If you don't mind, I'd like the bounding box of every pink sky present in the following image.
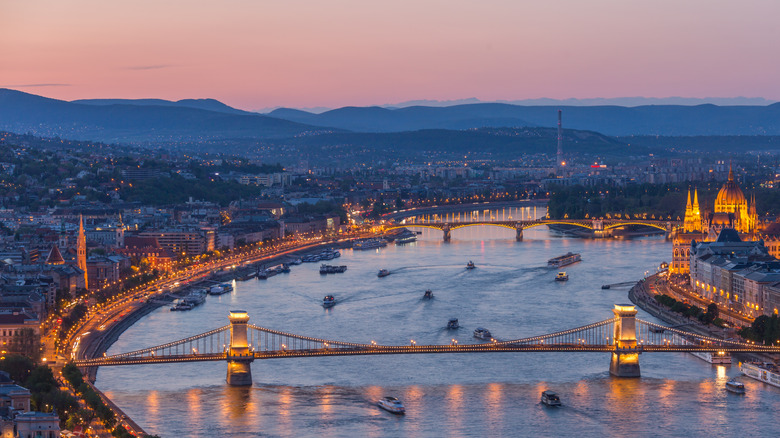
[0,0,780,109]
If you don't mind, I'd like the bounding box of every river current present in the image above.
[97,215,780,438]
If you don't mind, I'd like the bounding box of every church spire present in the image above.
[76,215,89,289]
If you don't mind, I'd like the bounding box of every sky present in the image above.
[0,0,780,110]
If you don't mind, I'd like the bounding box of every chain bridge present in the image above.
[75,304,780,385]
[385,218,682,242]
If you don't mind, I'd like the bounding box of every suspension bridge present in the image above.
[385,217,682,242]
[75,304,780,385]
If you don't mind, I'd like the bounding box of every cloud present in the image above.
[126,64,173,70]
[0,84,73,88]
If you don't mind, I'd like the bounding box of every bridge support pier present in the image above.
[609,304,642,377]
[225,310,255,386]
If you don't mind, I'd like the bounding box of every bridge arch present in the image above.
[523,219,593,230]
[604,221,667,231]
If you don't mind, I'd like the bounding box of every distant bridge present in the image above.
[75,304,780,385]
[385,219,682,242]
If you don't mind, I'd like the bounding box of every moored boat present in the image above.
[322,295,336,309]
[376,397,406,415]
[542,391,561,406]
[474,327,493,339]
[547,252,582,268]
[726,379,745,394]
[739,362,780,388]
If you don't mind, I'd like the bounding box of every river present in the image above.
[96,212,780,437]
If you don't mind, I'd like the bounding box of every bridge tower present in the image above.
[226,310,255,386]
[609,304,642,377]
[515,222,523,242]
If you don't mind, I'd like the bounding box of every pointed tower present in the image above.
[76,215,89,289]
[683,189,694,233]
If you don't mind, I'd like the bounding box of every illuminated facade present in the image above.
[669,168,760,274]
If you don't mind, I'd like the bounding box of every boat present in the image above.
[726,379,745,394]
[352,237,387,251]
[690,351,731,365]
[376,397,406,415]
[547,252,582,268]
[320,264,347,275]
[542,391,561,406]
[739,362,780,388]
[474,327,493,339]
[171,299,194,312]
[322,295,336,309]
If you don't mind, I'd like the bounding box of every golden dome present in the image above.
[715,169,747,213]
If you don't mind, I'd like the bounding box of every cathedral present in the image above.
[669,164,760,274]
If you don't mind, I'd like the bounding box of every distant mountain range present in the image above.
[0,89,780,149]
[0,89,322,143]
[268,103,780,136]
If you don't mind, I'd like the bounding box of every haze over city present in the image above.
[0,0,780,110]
--
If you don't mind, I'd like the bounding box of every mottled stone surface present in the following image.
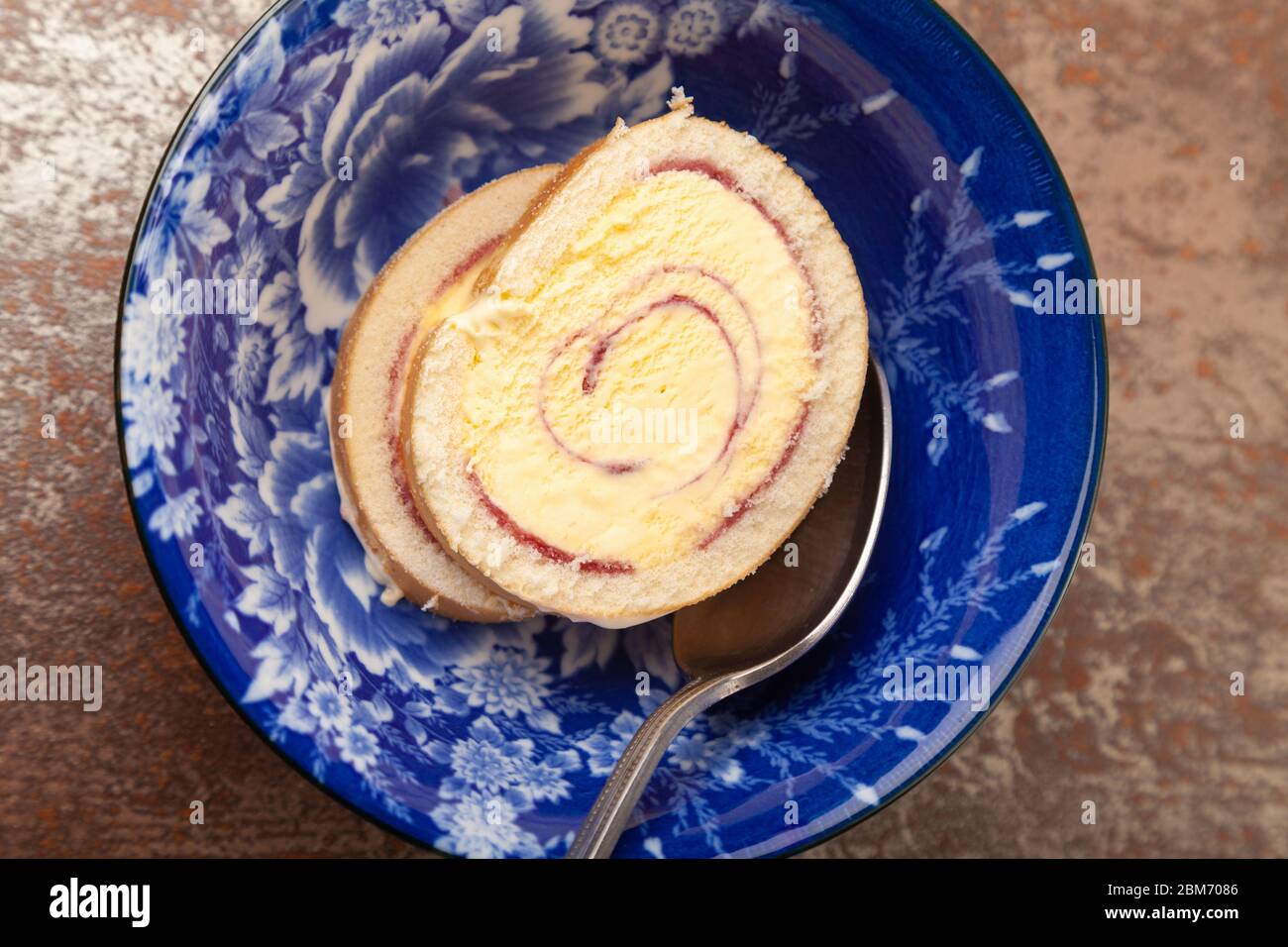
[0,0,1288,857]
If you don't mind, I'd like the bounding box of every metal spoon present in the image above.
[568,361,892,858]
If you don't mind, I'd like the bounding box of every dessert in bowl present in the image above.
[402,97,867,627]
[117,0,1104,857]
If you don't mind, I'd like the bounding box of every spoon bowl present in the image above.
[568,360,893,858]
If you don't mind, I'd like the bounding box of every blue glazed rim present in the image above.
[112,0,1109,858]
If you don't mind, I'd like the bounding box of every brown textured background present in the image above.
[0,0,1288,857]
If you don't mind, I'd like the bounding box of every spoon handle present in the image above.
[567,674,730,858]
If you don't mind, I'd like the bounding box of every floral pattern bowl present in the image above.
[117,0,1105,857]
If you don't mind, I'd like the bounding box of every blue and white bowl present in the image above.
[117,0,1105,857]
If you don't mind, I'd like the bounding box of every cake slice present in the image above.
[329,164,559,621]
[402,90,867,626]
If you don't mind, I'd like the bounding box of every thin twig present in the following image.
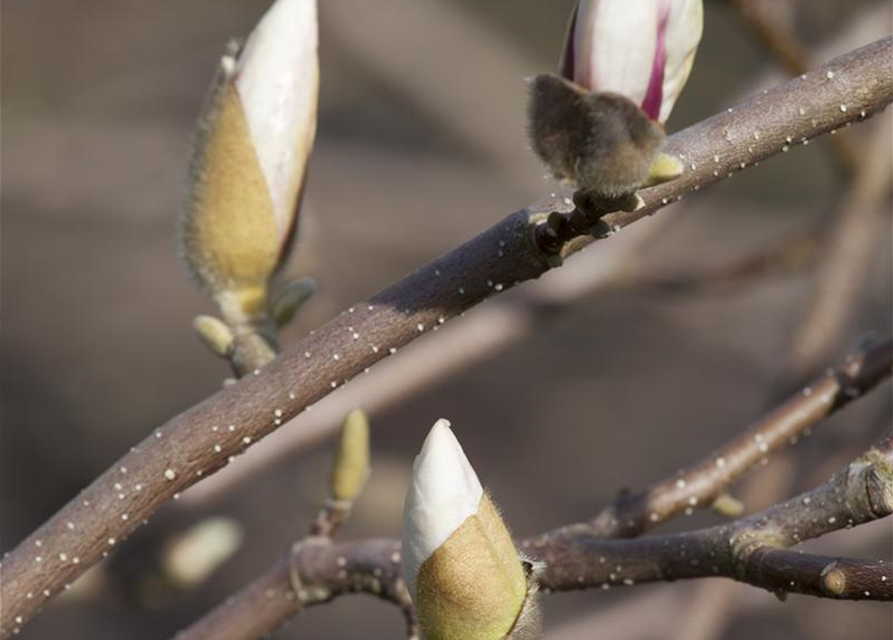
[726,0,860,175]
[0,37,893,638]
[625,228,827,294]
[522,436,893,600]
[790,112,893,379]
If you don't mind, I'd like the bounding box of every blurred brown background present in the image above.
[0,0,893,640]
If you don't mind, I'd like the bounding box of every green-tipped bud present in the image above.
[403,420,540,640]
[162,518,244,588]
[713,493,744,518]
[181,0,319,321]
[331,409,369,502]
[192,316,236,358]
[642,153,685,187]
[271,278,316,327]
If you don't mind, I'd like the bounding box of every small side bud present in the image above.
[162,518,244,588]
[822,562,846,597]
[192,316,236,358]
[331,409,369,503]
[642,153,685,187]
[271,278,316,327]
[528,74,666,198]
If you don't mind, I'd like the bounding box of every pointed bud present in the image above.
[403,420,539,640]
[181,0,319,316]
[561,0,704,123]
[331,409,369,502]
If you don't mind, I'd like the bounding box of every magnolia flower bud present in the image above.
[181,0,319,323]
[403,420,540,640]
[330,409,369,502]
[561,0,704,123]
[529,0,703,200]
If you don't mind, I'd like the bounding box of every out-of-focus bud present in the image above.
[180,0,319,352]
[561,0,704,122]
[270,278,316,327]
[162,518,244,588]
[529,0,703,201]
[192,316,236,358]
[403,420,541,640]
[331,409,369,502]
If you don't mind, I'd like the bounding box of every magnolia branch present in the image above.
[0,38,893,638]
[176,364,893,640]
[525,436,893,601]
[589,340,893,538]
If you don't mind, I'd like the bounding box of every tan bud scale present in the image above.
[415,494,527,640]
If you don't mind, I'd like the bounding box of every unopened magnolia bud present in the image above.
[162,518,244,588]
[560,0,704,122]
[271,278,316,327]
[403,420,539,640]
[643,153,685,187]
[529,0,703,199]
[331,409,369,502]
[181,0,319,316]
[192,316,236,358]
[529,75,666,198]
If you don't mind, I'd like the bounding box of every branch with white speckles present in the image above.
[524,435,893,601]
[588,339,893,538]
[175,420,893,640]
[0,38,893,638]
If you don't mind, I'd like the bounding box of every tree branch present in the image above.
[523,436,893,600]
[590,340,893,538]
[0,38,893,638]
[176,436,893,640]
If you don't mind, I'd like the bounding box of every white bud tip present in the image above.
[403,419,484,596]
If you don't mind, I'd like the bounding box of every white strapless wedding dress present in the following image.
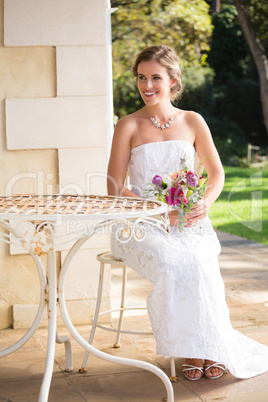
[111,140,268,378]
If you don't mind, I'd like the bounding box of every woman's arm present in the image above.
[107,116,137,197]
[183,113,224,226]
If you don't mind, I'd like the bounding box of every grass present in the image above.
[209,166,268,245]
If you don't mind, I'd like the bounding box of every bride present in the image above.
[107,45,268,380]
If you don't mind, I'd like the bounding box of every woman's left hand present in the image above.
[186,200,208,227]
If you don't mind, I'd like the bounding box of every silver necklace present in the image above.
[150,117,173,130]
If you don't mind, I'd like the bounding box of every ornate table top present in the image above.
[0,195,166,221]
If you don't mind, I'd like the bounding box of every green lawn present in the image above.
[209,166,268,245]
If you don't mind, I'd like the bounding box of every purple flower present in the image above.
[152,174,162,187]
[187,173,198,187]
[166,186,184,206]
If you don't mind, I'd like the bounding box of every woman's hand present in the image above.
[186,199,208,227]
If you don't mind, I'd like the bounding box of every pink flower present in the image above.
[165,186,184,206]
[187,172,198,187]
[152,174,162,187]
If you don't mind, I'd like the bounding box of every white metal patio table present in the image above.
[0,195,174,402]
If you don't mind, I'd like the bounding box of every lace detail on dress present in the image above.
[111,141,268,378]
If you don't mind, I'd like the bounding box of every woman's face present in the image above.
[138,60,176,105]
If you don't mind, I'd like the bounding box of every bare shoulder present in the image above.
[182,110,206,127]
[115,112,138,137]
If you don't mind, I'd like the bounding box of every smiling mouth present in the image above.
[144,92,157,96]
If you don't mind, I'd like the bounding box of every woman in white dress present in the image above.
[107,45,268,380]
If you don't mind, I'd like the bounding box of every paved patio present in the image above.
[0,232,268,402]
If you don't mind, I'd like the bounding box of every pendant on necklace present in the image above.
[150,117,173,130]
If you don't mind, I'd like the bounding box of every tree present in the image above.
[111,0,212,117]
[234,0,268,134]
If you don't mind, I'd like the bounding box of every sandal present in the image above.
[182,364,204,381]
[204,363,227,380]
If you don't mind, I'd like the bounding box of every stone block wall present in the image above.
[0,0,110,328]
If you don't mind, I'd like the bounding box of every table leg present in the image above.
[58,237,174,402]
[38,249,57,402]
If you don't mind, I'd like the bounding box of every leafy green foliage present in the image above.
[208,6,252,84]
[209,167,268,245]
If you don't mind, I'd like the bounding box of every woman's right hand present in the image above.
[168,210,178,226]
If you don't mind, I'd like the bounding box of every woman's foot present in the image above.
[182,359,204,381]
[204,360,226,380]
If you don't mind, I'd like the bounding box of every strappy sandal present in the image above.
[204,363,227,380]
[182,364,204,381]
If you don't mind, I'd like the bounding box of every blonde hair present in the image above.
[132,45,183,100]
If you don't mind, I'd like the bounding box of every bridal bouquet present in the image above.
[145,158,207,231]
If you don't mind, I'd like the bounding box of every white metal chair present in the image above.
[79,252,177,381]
--
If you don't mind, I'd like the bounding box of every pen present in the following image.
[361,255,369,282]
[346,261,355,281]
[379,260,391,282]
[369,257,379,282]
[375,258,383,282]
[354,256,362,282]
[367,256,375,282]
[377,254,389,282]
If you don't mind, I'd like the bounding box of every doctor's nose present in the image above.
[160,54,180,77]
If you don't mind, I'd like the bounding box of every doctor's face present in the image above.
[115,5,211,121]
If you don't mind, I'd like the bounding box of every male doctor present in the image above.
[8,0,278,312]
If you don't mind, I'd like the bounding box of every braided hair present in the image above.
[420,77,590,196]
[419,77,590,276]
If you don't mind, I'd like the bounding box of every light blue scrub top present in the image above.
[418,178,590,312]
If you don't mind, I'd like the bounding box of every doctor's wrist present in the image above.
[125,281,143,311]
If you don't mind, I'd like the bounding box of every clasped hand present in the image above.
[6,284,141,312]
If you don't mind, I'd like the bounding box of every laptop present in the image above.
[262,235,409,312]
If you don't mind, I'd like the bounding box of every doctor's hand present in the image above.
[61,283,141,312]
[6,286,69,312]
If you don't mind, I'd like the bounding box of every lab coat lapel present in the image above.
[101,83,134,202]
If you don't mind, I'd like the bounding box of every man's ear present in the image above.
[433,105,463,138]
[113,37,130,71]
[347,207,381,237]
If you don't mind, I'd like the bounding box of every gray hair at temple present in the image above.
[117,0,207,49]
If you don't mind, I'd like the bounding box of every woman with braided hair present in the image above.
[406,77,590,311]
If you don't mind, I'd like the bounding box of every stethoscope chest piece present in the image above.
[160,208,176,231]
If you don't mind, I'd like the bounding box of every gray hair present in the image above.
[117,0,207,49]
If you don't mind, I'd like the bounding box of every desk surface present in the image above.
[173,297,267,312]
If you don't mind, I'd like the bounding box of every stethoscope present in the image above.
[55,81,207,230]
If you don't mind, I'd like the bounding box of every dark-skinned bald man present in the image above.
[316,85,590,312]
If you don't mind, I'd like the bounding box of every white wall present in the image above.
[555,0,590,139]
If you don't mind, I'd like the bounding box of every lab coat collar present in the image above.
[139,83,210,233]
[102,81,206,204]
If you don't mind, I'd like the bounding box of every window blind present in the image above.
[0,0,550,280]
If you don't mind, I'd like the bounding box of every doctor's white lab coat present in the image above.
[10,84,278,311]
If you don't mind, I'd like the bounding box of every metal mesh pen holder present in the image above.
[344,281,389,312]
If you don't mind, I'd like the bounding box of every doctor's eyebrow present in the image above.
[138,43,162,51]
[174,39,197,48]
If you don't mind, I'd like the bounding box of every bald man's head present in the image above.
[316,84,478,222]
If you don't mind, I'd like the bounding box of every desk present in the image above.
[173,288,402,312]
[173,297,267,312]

=== The exercise ===
Copy the records above verbatim, starting at the line that contains "block wall present in the image above." and ending after the line that contains "[132,45,183,100]", with both of those lines included.

=== Answer to this task ===
If you don't mind, I'd like the bounding box of every stone block wall present in the image above.
[0,0,110,328]
If you don't mind, I'd like the bounding box of every table leg present in the image above.
[58,237,174,402]
[38,249,57,402]
If you don't mind, I'd like the bounding box of every leafy green foliage present in the image above.
[208,6,252,84]
[209,167,268,245]
If you don't mind, I'd like the bounding box of every woman's right hand present in the image above.
[168,210,178,226]
If you don't mind, I'd like the bounding box of every woman's foot present in the image above.
[182,359,204,381]
[204,360,226,380]
If you don't mind, I'd like the bounding box of every strappy sandal present in the image above.
[204,363,227,380]
[182,364,204,381]
If you don't mind, I'd like the bounding box of every blonde hair present in the image above.
[132,45,183,100]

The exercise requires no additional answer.